**Exercises to complete:**
A - Answer these questions using the commentary on Intel stock, marking each answer with the same numeral as its question:
(i) By roughly what percentage did the stock fall last week?
(ii) What earlier high does the $34 area mark?
(iii) What position did the author hold in INTC at the time of publication?
B - From the commentary on Intel stock, reproduce the passage starting at "If INTC can" and ending at "was long INTC.", replacing "October peak" with "October high".

**Document segment:**
· · · · · · ·
Last week Intel (INTC) - Get Report suffered a massive breakdown. The stock fell nearly 6% on extremely heavy trade after opening the session with an earnings-inspired breakdown gap. This was a very damaging reversal from the fairly bullish action the day before.
Investors showed a great deal of confidence ahead of earnings as they aggressively bid for shares. In the end, this will lead to a deeper pullback.
Since the Oct. 19 collapse INTC has been trading in a narrow range near the $35 area. This is likely just a pause before a new leg lower begins. In the near term patient Intel investors should remain on the sidelines until the dust clears.
A key level to focus on is the $34 area. This is Intel's January peak. Back in July, after INTC took a dive after its July 21 earnings report, the stock held this level. Two weeks later this key level was tested again and held. From that point, the Aug. 3 low, INTC began a powerful bull run that eventually carried shares over 12% higher.
If INTC can once again hold the $34 area, further downside will be limited. Considering other negative developments since the October peak, namely a monthly key downside reversal, a base here would be very impressive. Investors should keep a close eye on this area.
With overhead pressure continuing to build, a clean break of the August low, which also marks the 1/3 retracement of the stock's 2016 range, could open the door to a much deeper sell \off.
This article is commentary by an independent contributor. At the time of publication, the author was long INTC.
· · · · · · ·
**Supplied data:**
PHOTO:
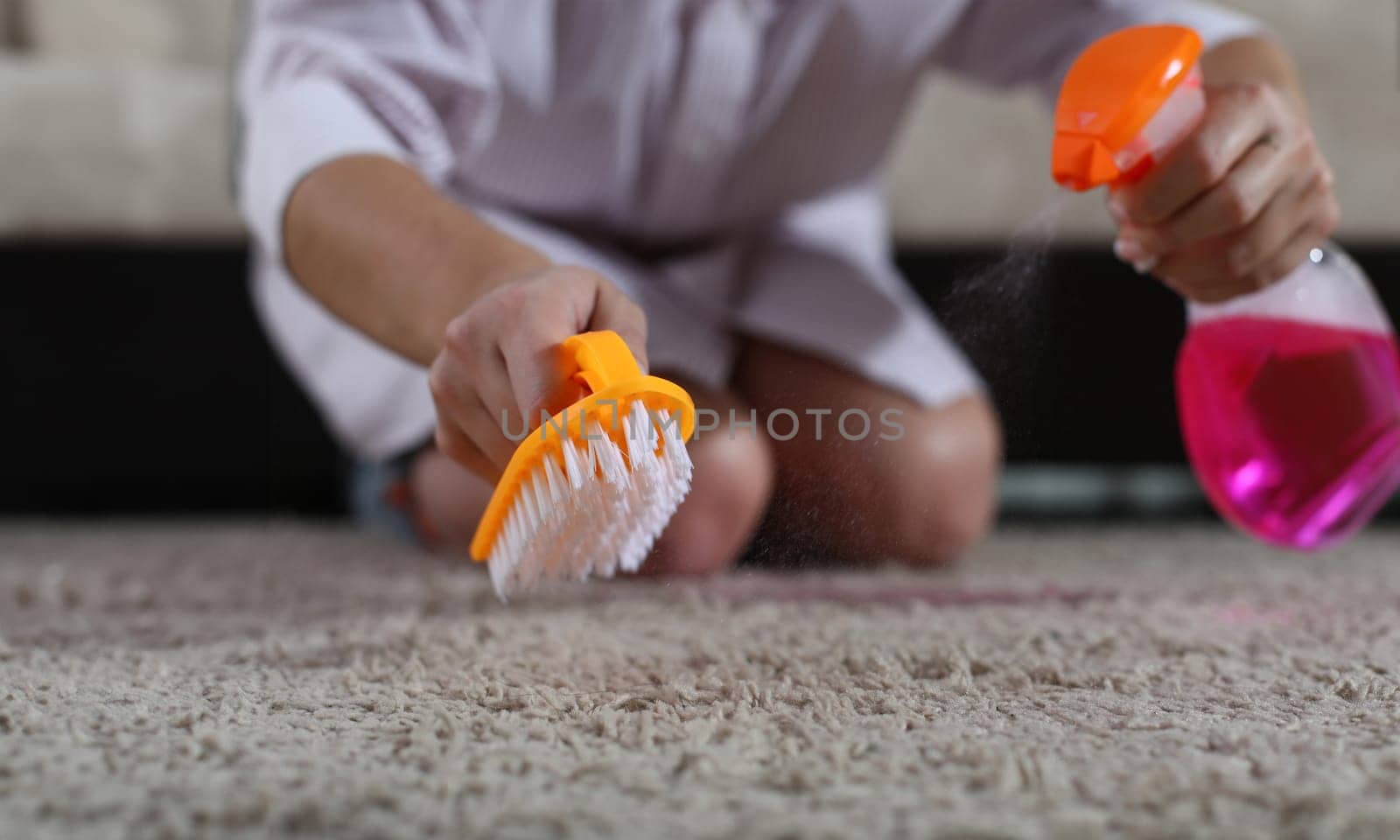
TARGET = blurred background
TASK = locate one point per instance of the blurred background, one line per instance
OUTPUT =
(136, 380)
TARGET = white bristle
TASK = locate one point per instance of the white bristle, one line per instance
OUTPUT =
(598, 508)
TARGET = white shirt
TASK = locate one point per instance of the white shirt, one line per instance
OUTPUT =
(655, 121)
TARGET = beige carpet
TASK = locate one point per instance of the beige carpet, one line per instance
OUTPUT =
(286, 681)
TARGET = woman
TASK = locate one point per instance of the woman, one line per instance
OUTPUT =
(444, 189)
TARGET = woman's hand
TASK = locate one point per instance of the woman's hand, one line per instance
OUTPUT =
(500, 359)
(1238, 205)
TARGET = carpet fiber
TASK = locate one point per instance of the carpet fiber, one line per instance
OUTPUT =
(256, 681)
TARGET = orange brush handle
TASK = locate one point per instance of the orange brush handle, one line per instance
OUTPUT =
(609, 373)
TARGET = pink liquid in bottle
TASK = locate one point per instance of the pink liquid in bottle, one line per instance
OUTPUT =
(1292, 427)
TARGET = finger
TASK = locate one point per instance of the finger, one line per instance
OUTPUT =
(618, 312)
(536, 370)
(1196, 273)
(1232, 205)
(1231, 265)
(1297, 249)
(1236, 121)
(452, 441)
(459, 408)
(482, 378)
(1269, 234)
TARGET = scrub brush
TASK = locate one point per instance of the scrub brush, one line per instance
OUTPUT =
(592, 489)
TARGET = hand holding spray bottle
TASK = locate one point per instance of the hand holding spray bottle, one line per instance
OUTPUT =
(1290, 396)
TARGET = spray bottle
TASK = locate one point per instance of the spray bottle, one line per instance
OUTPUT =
(1290, 396)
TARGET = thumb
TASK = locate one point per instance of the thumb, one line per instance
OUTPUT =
(618, 312)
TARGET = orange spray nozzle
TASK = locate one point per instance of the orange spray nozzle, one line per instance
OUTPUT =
(1112, 93)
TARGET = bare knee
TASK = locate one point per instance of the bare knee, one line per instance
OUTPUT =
(947, 482)
(732, 485)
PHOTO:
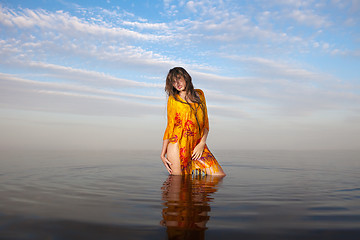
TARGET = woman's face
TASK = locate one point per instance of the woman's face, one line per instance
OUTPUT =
(179, 83)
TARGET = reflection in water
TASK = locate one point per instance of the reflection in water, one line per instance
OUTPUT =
(186, 205)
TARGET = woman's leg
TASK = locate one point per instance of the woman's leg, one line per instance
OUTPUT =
(173, 156)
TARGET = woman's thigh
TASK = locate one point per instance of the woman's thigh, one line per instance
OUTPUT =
(174, 157)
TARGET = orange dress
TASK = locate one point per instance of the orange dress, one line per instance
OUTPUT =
(184, 129)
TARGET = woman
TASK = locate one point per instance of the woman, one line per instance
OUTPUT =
(184, 149)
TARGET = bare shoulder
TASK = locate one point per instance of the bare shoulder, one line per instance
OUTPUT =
(200, 92)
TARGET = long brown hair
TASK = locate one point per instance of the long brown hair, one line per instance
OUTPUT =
(191, 94)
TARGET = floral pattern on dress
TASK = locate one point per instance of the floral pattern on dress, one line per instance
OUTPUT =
(186, 125)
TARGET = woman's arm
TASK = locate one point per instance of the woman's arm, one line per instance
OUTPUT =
(198, 150)
(166, 162)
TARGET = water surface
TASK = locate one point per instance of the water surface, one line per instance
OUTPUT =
(129, 195)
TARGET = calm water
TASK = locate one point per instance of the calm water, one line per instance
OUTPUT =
(128, 195)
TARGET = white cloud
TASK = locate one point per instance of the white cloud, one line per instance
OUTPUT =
(70, 25)
(309, 18)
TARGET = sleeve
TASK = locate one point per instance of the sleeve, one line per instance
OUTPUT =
(170, 120)
(206, 118)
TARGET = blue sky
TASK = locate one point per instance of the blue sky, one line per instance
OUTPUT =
(90, 74)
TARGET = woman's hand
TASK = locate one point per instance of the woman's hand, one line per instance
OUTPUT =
(198, 150)
(167, 163)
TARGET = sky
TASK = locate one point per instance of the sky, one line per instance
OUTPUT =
(279, 74)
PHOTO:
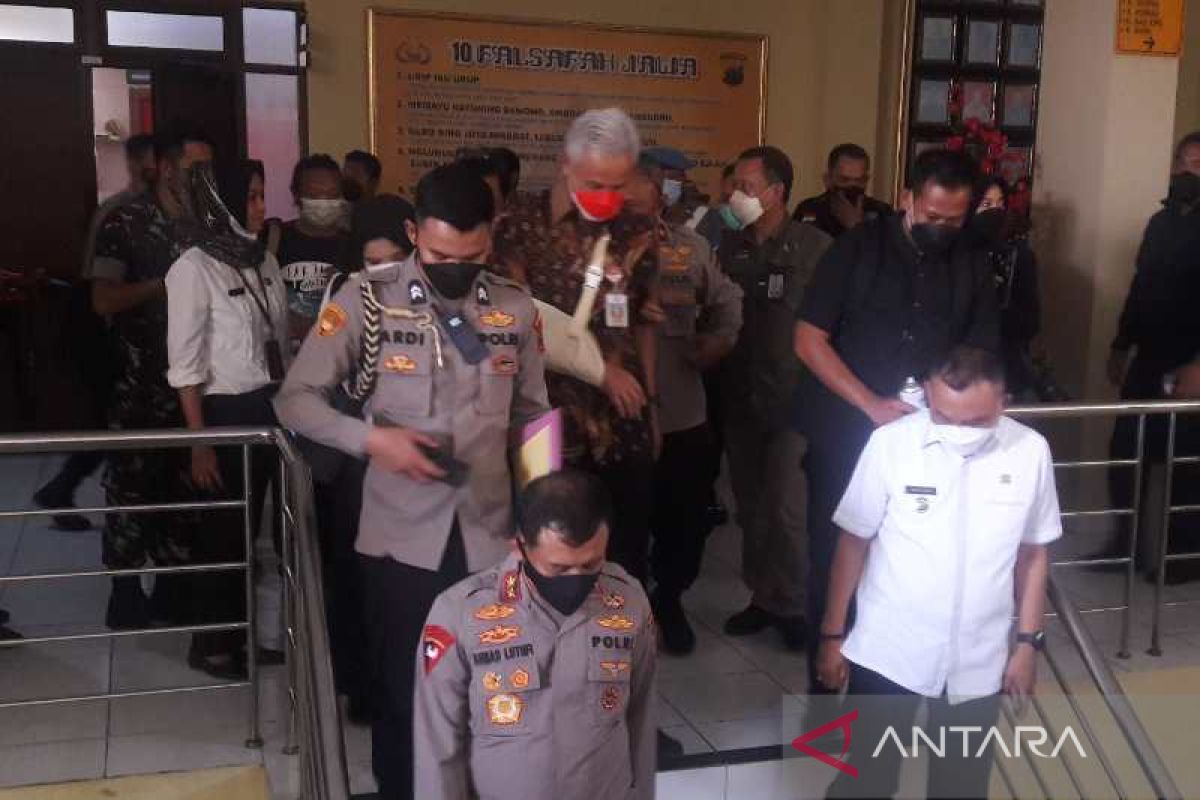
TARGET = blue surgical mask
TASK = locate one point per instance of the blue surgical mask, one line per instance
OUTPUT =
(672, 191)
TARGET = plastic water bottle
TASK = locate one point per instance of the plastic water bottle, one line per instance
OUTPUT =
(912, 394)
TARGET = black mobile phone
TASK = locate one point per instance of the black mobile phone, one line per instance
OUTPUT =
(455, 469)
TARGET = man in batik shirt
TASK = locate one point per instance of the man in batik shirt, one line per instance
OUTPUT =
(545, 242)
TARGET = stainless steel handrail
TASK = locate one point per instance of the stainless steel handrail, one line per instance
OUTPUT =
(1119, 705)
(317, 732)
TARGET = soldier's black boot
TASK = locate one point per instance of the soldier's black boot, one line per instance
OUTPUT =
(127, 607)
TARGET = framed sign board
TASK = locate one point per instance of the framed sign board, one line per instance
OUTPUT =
(439, 83)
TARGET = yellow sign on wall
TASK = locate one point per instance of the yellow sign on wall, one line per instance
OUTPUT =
(444, 82)
(1150, 26)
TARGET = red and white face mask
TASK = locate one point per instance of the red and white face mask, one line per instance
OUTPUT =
(598, 205)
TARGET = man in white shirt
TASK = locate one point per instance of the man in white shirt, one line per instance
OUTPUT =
(945, 521)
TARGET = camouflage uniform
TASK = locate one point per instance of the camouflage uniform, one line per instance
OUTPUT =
(137, 242)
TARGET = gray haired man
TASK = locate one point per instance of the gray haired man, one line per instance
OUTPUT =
(545, 242)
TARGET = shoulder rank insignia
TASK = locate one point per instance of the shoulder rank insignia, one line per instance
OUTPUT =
(497, 318)
(436, 642)
(417, 294)
(333, 319)
(615, 668)
(510, 587)
(499, 635)
(611, 698)
(400, 362)
(615, 621)
(504, 709)
(495, 612)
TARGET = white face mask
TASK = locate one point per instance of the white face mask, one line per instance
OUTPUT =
(747, 209)
(322, 212)
(964, 439)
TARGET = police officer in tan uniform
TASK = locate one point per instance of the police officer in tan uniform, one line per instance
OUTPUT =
(448, 359)
(535, 678)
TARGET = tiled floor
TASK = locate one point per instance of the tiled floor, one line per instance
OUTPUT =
(727, 696)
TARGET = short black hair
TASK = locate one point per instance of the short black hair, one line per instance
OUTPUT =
(509, 164)
(846, 150)
(169, 144)
(367, 161)
(1185, 143)
(947, 168)
(571, 503)
(964, 366)
(138, 146)
(985, 184)
(455, 193)
(316, 161)
(775, 164)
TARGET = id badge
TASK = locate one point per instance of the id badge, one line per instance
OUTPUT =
(274, 360)
(774, 286)
(616, 310)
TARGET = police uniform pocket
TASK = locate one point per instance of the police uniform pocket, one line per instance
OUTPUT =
(609, 683)
(505, 695)
(406, 383)
(497, 374)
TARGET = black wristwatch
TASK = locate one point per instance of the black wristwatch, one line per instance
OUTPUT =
(1037, 639)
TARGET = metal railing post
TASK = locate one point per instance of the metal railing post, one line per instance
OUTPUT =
(255, 739)
(1122, 711)
(1156, 625)
(1135, 523)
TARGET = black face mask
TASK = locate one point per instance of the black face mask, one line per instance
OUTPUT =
(934, 240)
(1185, 188)
(852, 193)
(565, 593)
(990, 227)
(453, 280)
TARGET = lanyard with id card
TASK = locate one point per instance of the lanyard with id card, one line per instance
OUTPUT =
(271, 348)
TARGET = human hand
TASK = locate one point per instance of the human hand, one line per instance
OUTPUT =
(1116, 366)
(887, 409)
(849, 214)
(1187, 382)
(1020, 675)
(833, 669)
(205, 473)
(624, 391)
(397, 450)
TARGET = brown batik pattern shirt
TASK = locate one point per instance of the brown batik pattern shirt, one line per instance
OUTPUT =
(552, 256)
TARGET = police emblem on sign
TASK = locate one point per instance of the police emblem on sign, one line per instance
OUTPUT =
(417, 294)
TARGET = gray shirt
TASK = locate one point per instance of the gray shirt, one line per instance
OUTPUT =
(425, 384)
(516, 702)
(697, 298)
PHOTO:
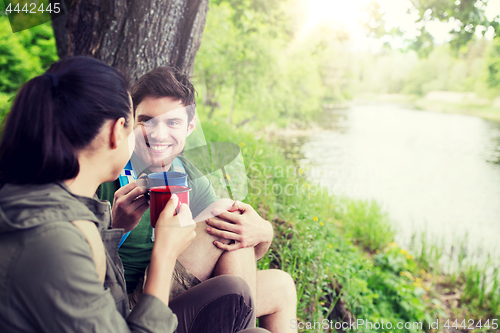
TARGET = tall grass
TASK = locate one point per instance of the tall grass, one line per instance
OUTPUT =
(466, 272)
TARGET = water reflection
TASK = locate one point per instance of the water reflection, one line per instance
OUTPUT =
(438, 172)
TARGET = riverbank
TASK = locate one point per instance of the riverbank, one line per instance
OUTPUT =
(341, 252)
(443, 103)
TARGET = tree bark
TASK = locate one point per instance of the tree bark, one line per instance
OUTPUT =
(136, 36)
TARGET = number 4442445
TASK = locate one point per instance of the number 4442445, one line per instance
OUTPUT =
(33, 8)
(471, 324)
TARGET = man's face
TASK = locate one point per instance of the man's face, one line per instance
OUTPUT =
(161, 130)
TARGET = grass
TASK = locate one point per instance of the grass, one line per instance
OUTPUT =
(339, 251)
(342, 256)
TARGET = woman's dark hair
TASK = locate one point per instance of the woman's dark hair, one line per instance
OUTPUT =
(55, 115)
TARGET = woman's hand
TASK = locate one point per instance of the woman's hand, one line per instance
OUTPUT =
(129, 204)
(170, 240)
(242, 224)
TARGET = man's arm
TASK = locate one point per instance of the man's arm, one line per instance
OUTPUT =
(242, 224)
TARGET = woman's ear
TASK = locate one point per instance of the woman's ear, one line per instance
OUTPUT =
(117, 133)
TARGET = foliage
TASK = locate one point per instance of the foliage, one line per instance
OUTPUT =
(493, 65)
(23, 55)
(394, 71)
(318, 239)
(467, 15)
(252, 68)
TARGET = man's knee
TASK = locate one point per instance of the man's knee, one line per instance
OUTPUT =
(286, 284)
(233, 285)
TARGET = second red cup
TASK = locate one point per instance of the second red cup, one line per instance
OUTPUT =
(159, 196)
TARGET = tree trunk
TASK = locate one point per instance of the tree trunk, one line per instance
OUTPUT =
(135, 36)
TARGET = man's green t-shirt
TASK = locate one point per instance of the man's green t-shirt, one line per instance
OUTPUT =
(135, 252)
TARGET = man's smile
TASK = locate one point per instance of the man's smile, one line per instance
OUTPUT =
(159, 148)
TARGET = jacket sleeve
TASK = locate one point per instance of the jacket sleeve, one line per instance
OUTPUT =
(55, 279)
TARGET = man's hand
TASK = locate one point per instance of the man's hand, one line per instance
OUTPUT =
(129, 204)
(242, 224)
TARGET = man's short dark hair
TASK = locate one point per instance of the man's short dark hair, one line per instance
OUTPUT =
(165, 82)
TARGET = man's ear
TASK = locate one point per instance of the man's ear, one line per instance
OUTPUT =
(191, 125)
(116, 133)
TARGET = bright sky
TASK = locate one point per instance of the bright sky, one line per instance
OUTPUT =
· · · · · · ·
**Solutions to the exercise:**
A -
(i) Nearly 6%.
(ii) Intel's January peak.
(iii) The author was long INTC.

B -
If INTC can once again hold the $34 area, further downside will be limited. Considering other negative developments since the October high, namely a monthly key downside reversal, a base here would be very impressive. Investors should keep a close eye on this area.
With overhead pressure continuing to build, a clean break of the August low, which also marks the 1/3 retracement of the stock's 2016 range, could open the door to a much deeper sell \off.
This article is commentary by an independent contributor. At the time of publication, the author was long INTC.